Reproduce the lines below verbatim, omitting the pictures from your answer.
---------- Data excerpts
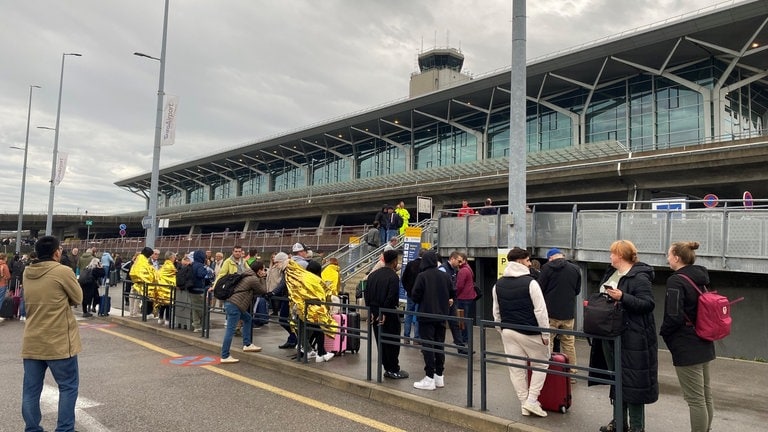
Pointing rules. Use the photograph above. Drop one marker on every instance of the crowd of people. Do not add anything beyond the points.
(296, 285)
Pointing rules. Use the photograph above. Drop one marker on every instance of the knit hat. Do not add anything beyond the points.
(553, 251)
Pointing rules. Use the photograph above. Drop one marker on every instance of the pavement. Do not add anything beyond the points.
(740, 387)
--------------------
_Result of the task_:
Pointing rules. Use the photograph above. Drop one marker on every instance of the crowd of people. Do not add anything beyond the points.
(296, 285)
Pointing rules. Use the photograph above. Drop one marker on every instance of the knit hat. Do not add anything beyond the points.
(553, 251)
Pointing rules. Use the photograph above. Drop one marker on every instance of the pavement. Do not add anything beyond the points.
(740, 387)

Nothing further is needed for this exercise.